* [Task description]: Your response should reproduce every line of the entries that contains the word "would".

* [Material supplied]:

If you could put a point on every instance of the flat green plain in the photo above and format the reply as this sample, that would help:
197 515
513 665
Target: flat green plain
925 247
--
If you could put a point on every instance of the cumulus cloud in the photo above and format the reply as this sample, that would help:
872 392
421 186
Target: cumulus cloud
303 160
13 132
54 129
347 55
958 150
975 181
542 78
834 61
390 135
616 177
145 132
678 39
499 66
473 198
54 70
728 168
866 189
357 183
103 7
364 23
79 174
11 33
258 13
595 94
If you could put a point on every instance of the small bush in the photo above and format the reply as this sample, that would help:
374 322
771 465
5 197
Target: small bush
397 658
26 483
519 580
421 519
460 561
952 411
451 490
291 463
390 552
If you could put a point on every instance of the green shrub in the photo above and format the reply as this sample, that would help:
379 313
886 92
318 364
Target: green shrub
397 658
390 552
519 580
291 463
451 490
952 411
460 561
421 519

* [Answer to this exercise]:
If you could put a point on every instance of the flat green plain in the photo above and format the reply as this sample, that would help:
If you could put a point on every instance of the cumulus cloud in the photo above and format the reply as this sample, that would help:
If you could put a point on every instance of the small bush in the photo above and format the reply as this sample, that would help:
If you could put a point on every instance of the green shrub in the photo above and format the reply as this sample, that would help:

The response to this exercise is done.